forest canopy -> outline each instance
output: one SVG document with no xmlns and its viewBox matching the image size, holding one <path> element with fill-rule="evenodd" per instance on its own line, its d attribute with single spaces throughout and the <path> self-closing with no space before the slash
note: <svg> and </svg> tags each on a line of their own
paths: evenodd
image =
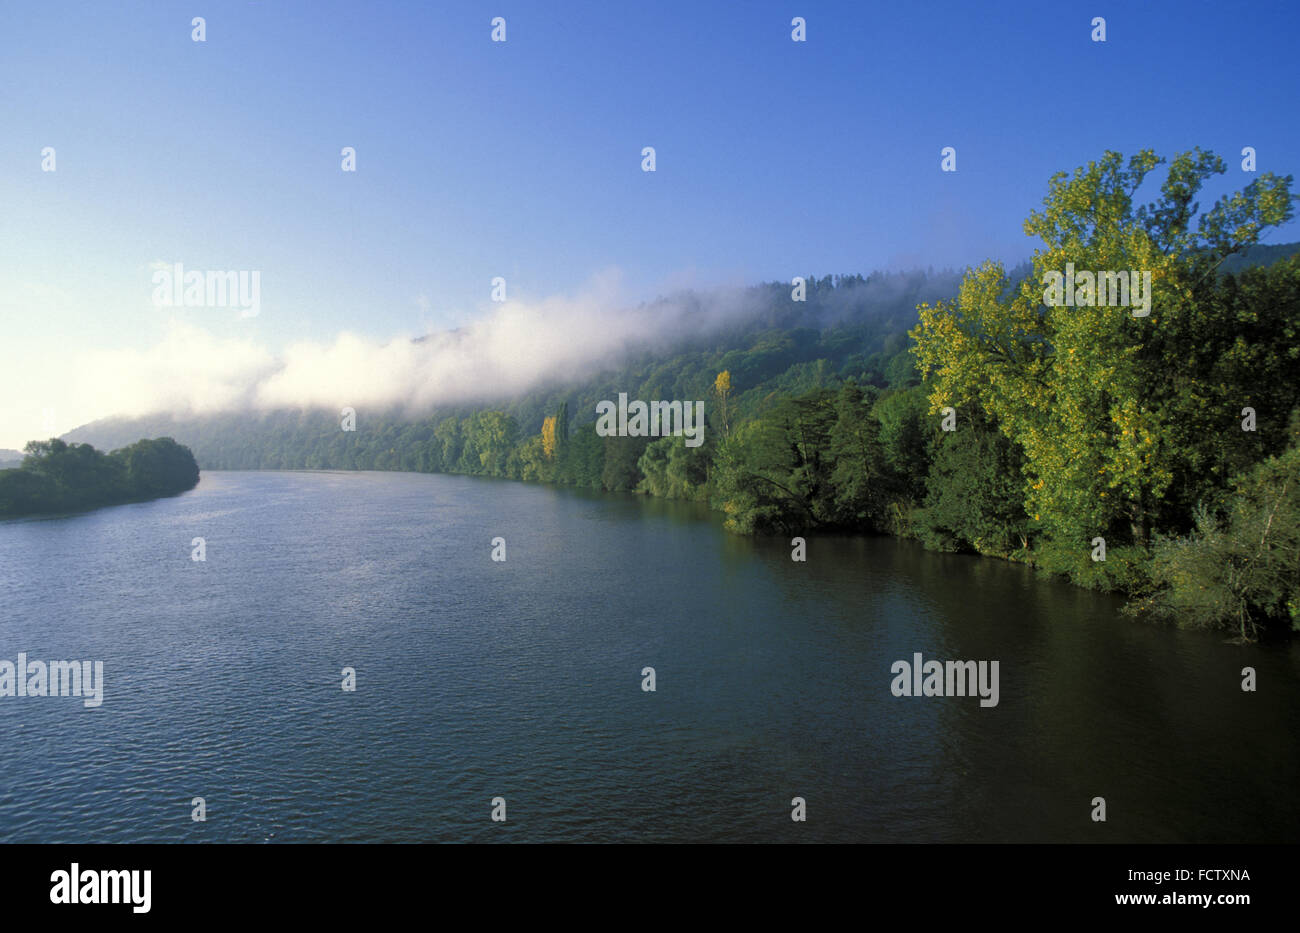
<svg viewBox="0 0 1300 933">
<path fill-rule="evenodd" d="M 1155 179 L 1164 167 L 1163 177 Z M 708 503 L 737 533 L 902 535 L 1023 561 L 1134 612 L 1253 638 L 1300 628 L 1300 255 L 1261 173 L 1200 149 L 1107 152 L 1048 182 L 1032 262 L 809 277 L 804 300 L 580 384 L 407 417 L 280 411 L 93 425 L 168 430 L 205 468 L 492 475 Z M 1160 181 L 1139 201 L 1138 190 Z M 1045 300 L 1065 269 L 1149 274 L 1147 313 Z M 700 447 L 601 437 L 594 409 L 704 400 Z M 139 436 L 136 433 L 134 436 Z M 102 456 L 102 455 L 101 455 Z"/>
</svg>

WHAT YOU NEED TO DO | Look through the data above. Each line containing the word "instance" needs to be copied.

WRITTEN SOLUTION |
forest canopy -> outline each instance
output: one SVG document with no xmlns and its viewBox matching the image size, holding one <path> element with fill-rule="evenodd" per instance on its own line, its d attribute with single spaces throughout and the <path> self-closing with no space before the slash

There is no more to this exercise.